> BRIEF
Gather from the listing below each line that includes the word "black", and copy it.

> DATA TO EXAMINE
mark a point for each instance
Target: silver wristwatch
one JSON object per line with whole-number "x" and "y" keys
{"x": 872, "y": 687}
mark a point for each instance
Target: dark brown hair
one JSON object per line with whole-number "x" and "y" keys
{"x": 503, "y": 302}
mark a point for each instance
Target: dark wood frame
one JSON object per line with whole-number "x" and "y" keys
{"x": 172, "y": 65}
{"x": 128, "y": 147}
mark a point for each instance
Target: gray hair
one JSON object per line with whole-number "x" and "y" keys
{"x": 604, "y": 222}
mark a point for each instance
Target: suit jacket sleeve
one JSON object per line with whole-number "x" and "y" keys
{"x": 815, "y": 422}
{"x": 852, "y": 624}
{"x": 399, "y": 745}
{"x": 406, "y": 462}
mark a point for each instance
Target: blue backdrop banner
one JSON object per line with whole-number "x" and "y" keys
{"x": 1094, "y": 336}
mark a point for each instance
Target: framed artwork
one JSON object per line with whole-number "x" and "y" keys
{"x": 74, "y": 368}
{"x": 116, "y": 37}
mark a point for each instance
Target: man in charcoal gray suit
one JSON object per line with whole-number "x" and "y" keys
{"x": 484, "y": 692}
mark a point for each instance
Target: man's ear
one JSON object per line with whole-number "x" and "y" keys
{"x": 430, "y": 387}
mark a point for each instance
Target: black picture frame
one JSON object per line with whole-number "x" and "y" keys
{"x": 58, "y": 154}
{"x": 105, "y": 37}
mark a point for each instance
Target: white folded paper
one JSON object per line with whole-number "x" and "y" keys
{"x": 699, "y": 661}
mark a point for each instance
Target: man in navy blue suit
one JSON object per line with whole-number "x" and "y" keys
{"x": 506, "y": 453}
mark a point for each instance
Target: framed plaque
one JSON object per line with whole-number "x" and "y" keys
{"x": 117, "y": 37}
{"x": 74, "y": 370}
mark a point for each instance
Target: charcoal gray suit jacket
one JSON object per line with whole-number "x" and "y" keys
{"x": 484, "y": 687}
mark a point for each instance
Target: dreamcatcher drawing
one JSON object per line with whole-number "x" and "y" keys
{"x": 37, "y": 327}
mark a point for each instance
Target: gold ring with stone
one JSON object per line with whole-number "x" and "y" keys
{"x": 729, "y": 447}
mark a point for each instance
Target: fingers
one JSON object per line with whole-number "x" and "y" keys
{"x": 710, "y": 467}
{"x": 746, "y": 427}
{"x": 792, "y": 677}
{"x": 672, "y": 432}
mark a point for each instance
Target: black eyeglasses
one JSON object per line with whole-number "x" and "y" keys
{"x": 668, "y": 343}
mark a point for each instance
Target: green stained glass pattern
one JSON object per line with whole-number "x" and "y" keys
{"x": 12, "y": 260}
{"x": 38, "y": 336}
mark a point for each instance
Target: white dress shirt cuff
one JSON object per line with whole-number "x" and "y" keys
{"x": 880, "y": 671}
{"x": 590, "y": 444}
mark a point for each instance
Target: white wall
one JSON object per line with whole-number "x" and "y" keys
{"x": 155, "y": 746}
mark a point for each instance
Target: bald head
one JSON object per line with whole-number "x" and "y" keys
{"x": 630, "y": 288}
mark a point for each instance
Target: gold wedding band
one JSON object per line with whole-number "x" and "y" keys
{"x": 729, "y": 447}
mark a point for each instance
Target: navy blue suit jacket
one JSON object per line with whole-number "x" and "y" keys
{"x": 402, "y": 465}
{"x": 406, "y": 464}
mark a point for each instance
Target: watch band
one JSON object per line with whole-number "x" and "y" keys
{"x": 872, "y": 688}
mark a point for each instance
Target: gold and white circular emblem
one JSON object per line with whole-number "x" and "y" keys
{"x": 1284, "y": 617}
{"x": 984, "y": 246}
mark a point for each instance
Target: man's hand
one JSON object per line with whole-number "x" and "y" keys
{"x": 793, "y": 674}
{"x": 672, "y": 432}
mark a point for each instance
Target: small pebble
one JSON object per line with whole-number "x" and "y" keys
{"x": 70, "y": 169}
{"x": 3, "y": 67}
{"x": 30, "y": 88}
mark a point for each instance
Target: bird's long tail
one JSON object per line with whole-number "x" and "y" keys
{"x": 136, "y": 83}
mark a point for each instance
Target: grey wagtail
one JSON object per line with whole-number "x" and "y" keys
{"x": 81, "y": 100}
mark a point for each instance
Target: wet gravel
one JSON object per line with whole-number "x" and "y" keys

> TASK RESULT
Target: black picture frame
Target: black eyeglasses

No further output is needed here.